(Stored data)
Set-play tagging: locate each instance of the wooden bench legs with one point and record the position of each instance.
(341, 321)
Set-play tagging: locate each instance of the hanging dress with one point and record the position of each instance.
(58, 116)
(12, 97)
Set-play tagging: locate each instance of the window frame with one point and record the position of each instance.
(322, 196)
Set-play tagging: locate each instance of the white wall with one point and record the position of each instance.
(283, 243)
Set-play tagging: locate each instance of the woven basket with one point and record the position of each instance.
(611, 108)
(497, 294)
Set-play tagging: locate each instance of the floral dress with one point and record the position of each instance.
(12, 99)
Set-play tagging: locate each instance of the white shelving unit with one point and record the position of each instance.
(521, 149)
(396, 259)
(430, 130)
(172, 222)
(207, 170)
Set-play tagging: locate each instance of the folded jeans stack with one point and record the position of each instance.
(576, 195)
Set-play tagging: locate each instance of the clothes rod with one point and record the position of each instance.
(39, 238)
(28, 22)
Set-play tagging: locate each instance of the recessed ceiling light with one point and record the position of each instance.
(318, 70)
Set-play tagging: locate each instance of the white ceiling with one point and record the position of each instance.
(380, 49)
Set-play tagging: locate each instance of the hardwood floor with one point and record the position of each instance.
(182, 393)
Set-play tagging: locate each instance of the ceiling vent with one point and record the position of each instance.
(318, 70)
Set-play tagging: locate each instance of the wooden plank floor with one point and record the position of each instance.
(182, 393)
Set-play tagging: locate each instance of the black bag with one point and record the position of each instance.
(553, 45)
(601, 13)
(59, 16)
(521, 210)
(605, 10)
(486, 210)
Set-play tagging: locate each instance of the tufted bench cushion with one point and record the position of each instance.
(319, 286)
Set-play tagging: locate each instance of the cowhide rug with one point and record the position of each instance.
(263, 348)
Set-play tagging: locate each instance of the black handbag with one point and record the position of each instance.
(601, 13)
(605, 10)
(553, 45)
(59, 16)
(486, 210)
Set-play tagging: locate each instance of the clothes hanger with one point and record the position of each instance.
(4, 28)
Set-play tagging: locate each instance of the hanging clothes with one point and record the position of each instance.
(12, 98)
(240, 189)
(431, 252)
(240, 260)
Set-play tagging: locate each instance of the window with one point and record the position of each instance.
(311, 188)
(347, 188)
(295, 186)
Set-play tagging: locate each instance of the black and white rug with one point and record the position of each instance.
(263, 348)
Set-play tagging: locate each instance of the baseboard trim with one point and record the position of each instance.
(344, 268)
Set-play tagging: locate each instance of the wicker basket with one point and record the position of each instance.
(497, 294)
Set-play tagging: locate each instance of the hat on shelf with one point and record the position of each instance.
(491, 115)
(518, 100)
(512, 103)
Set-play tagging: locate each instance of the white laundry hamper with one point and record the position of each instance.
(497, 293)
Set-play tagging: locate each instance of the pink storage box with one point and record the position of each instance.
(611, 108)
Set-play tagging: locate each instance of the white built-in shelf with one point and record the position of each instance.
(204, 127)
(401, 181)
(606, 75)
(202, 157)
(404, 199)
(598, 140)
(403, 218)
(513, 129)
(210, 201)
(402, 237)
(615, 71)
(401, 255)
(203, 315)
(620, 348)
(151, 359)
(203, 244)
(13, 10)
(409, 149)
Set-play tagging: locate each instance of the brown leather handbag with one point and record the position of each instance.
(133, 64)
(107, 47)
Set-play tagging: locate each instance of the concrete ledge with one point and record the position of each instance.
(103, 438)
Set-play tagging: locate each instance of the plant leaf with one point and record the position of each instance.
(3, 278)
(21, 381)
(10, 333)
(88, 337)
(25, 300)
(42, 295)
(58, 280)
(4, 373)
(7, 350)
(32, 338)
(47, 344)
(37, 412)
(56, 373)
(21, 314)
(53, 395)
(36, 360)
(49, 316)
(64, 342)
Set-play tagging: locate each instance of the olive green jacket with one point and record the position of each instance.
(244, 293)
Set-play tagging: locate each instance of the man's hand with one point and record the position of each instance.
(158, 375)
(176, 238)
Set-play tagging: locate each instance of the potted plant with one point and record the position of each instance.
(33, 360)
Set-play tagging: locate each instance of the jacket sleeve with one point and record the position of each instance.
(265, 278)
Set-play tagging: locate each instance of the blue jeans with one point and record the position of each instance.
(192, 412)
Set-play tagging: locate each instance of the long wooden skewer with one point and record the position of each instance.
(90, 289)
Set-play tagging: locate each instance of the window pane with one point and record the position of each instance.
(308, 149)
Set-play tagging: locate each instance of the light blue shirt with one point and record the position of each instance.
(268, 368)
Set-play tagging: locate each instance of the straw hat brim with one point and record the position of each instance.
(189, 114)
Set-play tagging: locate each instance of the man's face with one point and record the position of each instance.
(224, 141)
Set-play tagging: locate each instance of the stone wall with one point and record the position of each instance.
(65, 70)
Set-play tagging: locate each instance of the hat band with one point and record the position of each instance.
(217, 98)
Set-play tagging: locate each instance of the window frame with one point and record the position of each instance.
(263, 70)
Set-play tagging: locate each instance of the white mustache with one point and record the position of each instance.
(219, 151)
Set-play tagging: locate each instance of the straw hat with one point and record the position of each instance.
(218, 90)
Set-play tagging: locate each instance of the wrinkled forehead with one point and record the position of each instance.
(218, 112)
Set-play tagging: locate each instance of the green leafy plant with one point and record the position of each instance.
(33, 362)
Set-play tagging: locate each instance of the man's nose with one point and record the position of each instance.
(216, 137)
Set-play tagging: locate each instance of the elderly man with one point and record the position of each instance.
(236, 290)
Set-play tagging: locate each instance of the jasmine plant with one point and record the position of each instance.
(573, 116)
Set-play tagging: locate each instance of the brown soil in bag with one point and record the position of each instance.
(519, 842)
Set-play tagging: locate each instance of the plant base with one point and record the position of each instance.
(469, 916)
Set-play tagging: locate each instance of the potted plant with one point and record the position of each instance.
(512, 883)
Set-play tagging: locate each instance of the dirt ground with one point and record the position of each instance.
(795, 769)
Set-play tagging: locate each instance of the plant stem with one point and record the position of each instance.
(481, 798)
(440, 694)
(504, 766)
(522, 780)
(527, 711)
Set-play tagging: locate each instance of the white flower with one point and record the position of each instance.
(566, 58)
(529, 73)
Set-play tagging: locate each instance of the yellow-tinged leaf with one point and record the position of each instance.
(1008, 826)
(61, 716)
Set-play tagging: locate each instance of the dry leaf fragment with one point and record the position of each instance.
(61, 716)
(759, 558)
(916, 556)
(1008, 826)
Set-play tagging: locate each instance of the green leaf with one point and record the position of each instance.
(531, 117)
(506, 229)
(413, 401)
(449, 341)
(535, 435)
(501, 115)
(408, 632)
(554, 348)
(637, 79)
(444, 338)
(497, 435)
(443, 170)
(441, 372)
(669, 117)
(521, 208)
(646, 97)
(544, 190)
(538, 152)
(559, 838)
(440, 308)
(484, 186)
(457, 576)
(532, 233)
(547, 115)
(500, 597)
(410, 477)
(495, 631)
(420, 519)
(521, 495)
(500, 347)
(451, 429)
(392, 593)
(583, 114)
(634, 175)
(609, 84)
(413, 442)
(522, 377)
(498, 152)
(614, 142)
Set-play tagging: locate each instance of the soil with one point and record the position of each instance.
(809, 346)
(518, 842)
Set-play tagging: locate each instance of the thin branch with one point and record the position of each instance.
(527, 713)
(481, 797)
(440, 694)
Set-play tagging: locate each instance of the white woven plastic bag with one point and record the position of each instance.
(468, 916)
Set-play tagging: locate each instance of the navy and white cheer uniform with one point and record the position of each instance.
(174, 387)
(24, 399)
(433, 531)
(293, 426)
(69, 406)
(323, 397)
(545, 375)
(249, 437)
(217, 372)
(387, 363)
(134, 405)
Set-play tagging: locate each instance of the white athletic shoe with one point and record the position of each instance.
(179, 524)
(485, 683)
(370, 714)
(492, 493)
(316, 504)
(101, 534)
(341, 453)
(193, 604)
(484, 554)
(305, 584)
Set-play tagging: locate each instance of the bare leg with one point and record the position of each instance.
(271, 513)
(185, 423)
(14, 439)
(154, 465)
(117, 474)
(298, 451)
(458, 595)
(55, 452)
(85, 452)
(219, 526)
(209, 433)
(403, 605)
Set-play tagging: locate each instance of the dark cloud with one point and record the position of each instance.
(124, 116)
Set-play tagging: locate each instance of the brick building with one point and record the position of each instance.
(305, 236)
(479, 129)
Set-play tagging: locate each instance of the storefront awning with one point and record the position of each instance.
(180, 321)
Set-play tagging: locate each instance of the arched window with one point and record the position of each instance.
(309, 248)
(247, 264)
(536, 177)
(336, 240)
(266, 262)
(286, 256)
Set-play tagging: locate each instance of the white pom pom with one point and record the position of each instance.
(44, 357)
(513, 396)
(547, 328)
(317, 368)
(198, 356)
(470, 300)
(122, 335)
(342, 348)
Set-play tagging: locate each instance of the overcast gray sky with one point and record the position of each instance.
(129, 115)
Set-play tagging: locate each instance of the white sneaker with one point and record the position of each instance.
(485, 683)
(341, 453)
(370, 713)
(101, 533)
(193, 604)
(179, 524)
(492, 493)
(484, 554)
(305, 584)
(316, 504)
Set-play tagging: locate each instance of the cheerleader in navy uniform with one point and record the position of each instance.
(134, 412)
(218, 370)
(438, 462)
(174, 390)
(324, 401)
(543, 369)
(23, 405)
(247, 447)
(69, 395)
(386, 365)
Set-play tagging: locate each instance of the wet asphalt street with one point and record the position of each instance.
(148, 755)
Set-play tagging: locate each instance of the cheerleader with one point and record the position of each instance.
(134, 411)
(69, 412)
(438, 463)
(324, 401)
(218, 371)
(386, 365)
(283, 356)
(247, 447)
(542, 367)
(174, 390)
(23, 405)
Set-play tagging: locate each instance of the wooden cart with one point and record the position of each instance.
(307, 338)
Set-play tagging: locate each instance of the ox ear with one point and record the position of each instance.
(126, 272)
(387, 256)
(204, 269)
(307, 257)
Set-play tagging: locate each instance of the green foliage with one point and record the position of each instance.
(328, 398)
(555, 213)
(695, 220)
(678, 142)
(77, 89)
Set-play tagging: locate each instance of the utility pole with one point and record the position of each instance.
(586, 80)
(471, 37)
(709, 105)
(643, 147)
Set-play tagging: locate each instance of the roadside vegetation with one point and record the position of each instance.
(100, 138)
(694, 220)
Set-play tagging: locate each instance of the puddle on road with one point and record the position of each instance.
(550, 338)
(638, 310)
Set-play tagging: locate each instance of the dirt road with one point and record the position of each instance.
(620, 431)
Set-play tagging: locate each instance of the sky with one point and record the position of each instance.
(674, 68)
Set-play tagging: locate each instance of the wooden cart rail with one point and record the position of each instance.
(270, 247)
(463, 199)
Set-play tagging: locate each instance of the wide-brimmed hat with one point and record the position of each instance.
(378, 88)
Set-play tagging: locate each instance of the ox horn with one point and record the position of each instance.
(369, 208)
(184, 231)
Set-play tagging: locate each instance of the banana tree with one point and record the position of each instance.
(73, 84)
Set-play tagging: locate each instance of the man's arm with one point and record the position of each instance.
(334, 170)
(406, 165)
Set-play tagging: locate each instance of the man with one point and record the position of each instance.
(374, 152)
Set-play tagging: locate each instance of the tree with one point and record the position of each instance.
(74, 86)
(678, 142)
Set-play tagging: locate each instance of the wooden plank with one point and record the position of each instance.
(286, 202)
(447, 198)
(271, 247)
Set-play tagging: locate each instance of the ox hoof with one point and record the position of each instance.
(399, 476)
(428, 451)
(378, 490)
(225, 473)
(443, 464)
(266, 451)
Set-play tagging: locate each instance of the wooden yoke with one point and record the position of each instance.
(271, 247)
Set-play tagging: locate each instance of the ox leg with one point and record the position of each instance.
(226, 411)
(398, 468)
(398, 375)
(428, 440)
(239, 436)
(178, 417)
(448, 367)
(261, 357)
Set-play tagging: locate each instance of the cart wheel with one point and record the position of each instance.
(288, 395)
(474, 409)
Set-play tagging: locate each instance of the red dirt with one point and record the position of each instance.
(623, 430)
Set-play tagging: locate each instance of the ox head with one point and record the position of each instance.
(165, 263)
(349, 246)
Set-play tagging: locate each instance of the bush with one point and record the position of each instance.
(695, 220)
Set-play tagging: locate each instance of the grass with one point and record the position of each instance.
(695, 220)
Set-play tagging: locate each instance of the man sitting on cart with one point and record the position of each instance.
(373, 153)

(Objective) Rewrite the listing from the line with "Set-play tagging: locate each instance of the red" through its final line, substituting "mark" for "locate" and leaving everything else as it is.

(Result below)
Set-play tagging: mark each instance of the red dirt with one point and record the position of each instance.
(623, 430)
Set-play tagging: mark each instance of the ox head with one point and record the position of each instance.
(165, 263)
(349, 246)
Set-play tagging: mark each instance of the bush with one point and record the position of each instance.
(695, 220)
Set-play tagging: mark each instance of the grass with one point and record the position of each instance.
(695, 220)
Set-play tagging: mark each instance of the man sitting on cart with one point and record the position of each instance.
(373, 153)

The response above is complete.